Exercise =
Locate each row that contains the word "pebble", and copy every such row in full.
== Excerpted data
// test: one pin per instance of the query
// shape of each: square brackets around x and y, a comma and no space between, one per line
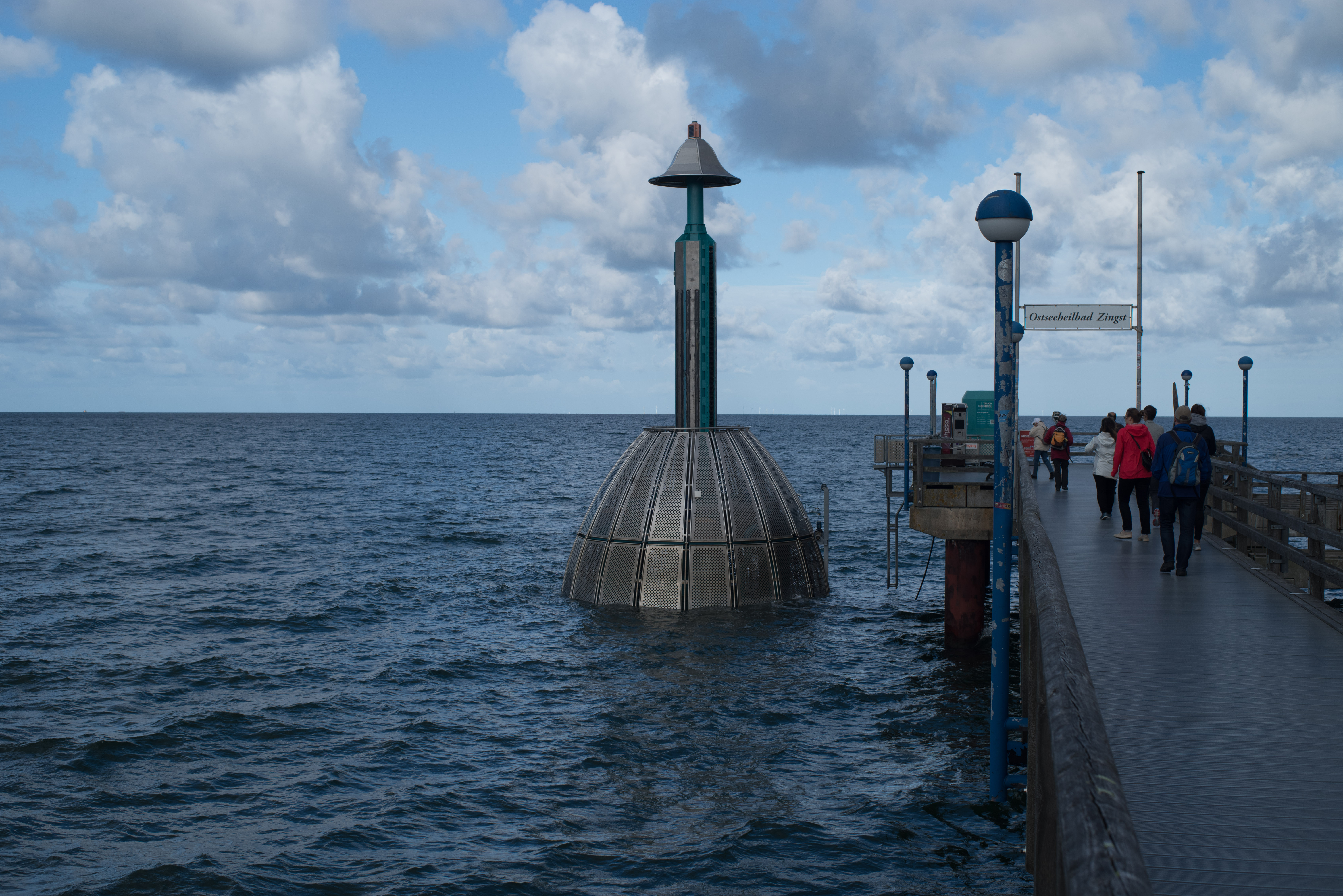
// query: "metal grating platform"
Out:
[691,519]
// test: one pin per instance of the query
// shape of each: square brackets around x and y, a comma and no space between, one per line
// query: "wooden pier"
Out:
[1213,699]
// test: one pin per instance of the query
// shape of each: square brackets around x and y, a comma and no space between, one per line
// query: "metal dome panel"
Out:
[691,519]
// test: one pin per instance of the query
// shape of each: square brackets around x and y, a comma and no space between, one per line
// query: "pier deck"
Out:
[1223,702]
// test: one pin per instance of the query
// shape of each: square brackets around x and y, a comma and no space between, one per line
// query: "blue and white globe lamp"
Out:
[1246,365]
[1004,218]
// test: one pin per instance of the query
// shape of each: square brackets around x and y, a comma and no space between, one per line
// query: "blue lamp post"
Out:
[906,365]
[933,403]
[1246,365]
[1004,218]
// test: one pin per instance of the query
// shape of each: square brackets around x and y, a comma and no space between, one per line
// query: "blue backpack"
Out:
[1184,469]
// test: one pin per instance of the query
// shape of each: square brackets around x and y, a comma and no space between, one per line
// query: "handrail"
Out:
[1314,488]
[1080,835]
[1234,502]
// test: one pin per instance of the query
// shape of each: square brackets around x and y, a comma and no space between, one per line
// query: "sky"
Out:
[442,206]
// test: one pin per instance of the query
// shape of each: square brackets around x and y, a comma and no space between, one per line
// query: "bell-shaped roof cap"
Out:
[695,163]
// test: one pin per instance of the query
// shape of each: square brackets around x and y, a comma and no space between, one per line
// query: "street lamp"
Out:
[1017,332]
[906,365]
[1004,218]
[1246,365]
[933,402]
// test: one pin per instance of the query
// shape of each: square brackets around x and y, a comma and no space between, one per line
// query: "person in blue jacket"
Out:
[1180,500]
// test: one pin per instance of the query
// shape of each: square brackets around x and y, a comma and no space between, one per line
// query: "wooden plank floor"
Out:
[1224,706]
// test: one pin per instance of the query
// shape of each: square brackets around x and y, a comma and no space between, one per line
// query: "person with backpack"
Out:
[1060,440]
[1182,465]
[1198,422]
[1103,447]
[1037,433]
[1134,452]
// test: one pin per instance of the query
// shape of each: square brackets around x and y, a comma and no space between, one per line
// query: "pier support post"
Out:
[967,580]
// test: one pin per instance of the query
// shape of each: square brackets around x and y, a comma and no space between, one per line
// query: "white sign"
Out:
[1078,316]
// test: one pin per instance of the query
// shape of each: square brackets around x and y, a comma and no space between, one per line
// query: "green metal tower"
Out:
[696,275]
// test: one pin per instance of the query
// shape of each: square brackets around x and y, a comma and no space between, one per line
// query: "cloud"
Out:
[886,84]
[18,57]
[214,40]
[800,237]
[256,191]
[592,74]
[406,23]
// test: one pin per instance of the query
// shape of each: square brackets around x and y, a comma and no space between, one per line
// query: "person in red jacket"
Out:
[1133,475]
[1059,449]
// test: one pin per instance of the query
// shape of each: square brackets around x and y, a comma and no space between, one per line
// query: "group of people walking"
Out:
[1139,457]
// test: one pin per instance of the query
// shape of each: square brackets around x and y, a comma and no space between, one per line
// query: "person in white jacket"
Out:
[1041,453]
[1103,447]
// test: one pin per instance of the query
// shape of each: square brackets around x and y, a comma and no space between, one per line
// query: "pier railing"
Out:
[1079,832]
[1266,511]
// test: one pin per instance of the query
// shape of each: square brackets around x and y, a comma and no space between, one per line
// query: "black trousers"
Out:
[1126,488]
[1184,508]
[1106,494]
[1041,456]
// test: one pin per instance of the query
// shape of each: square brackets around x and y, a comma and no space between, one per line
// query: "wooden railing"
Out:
[1270,518]
[1079,832]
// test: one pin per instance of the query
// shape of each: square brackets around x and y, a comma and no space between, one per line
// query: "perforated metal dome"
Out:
[692,519]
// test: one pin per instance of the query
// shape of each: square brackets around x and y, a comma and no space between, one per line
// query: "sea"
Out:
[327,653]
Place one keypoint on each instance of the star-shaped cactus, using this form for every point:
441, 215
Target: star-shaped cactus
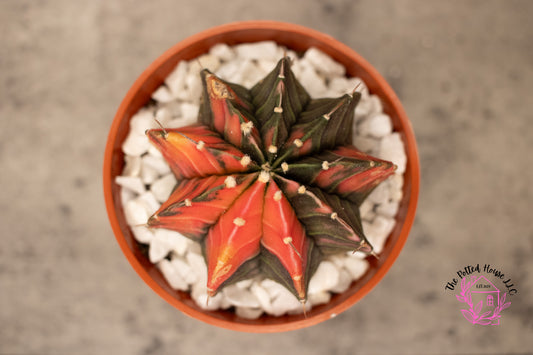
268, 180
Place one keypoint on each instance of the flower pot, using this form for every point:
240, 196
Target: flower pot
299, 39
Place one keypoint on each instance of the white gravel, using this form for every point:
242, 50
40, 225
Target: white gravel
147, 181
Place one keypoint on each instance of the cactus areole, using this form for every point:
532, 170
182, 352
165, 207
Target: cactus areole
268, 180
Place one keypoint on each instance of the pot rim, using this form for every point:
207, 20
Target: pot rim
215, 35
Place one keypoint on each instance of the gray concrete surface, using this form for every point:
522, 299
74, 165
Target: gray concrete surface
464, 71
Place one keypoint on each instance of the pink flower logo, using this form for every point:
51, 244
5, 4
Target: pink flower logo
484, 299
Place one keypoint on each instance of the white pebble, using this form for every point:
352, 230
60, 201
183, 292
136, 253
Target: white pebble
378, 125
324, 63
273, 288
162, 94
311, 81
248, 313
176, 79
142, 234
345, 280
259, 50
177, 106
380, 193
148, 174
376, 106
240, 297
264, 67
250, 74
392, 149
378, 231
163, 116
284, 302
172, 276
388, 208
365, 144
222, 51
127, 195
157, 163
262, 296
325, 278
183, 269
141, 121
131, 183
396, 185
199, 295
158, 250
175, 240
135, 213
135, 145
152, 150
162, 187
356, 267
341, 85
149, 202
194, 84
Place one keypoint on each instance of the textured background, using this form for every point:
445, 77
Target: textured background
463, 70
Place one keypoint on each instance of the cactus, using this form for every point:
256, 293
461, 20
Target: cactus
268, 180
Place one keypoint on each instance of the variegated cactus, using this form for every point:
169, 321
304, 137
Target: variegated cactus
268, 180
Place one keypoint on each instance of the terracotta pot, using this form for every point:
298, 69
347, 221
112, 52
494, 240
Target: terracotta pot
297, 38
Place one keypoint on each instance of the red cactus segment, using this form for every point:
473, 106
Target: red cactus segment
333, 223
229, 116
196, 204
346, 172
284, 237
236, 237
196, 151
282, 220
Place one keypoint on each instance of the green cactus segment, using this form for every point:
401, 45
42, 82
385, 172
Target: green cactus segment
272, 268
325, 124
279, 99
226, 108
346, 172
268, 181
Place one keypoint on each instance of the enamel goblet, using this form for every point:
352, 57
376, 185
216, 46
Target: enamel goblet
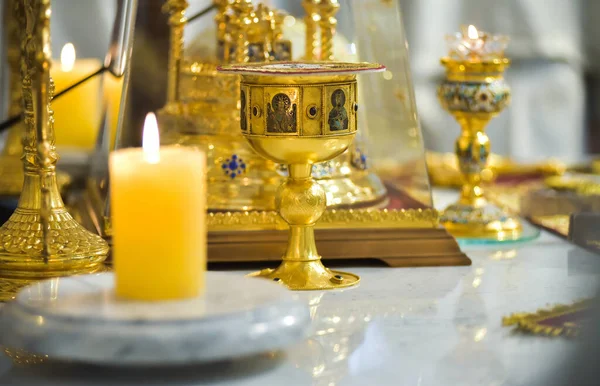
474, 92
300, 114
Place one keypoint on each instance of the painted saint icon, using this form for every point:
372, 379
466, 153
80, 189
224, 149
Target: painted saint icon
338, 116
281, 115
243, 122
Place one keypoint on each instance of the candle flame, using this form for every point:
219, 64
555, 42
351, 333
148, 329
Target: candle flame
472, 32
151, 140
67, 57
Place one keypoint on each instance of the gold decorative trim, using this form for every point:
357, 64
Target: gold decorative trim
22, 357
362, 218
583, 185
531, 321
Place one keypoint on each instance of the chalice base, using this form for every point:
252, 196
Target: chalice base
307, 275
484, 221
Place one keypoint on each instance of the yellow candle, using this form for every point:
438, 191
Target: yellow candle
77, 113
158, 210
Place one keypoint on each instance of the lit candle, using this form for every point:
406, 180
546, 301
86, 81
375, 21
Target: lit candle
76, 113
158, 213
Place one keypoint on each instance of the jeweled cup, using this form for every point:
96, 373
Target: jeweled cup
300, 114
474, 92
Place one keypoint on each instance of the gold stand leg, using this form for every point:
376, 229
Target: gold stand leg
41, 239
301, 201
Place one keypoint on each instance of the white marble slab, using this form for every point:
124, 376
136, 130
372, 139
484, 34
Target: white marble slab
80, 319
432, 326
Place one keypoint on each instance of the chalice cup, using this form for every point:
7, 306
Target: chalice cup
474, 92
300, 114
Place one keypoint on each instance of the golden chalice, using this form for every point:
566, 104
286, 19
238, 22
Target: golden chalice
300, 114
474, 92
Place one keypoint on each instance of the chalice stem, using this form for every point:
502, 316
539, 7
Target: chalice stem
301, 244
472, 151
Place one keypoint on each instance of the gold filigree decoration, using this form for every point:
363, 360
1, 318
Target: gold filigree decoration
41, 239
361, 218
531, 322
24, 358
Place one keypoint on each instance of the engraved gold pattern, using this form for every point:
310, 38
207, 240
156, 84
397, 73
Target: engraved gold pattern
300, 200
531, 321
474, 92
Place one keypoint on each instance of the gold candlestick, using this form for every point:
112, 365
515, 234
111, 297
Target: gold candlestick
299, 114
474, 92
11, 167
240, 23
176, 10
41, 239
311, 21
327, 24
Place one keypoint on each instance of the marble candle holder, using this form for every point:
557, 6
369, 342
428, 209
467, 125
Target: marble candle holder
79, 319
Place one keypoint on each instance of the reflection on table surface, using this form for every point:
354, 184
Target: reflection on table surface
404, 326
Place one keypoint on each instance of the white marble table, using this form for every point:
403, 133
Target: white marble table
405, 326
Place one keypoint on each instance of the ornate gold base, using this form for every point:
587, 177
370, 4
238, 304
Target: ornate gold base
73, 250
482, 221
307, 275
10, 286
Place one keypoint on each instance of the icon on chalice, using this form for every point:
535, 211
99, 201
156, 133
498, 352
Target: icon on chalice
311, 117
474, 92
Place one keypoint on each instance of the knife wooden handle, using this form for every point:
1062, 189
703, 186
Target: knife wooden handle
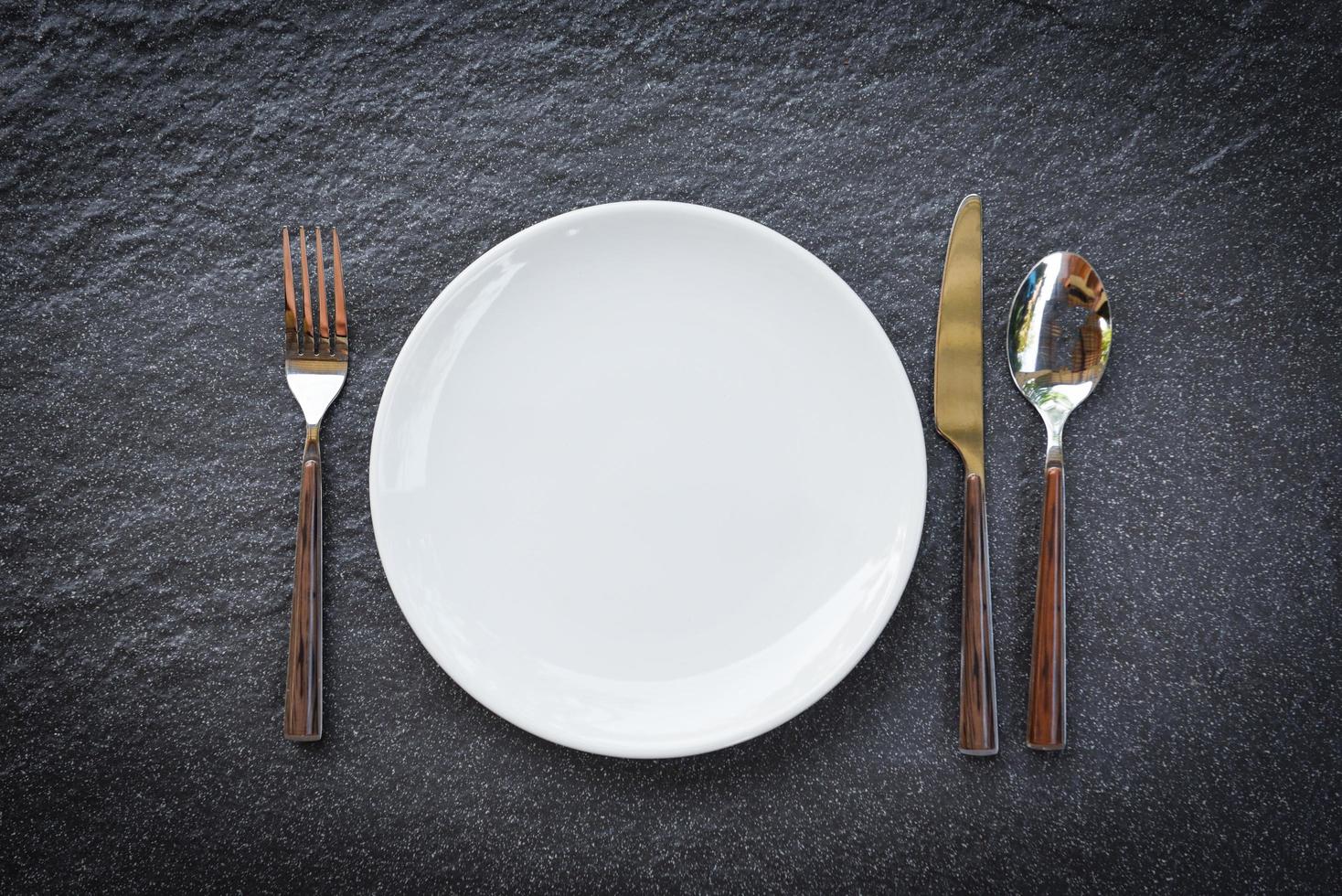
====
Output of the task =
Place one keypoint on each instance of the white pebble, using this form for every point:
Target: white pebble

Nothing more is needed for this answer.